THE PROBLEM
Return each of the following entries verbatim, reproducing every line without alteration.
= = =
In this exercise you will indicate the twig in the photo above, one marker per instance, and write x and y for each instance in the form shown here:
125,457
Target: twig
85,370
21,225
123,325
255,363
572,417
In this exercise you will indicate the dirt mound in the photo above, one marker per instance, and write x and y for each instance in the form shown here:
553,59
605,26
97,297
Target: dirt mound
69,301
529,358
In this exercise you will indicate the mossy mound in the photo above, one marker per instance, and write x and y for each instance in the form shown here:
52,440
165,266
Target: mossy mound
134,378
= = =
THE REPLY
In this exercise you will indicate the twig in the photo above, one marker per instance, and write x and y for each instance in the form shown here:
125,457
Target: twig
85,370
21,225
123,325
255,363
572,417
In this exercise you will indicate the dirt mound in the photo above, one marker per instance, and write x and y for each instance in the form shown here:
553,59
605,26
97,297
Target: dirt mound
69,301
529,358
In this exercise you will indicate the mossy mound in the photo above, one marker per instance, and write x and y for each instance in the form shown here:
52,440
165,266
Target: mossy mound
134,378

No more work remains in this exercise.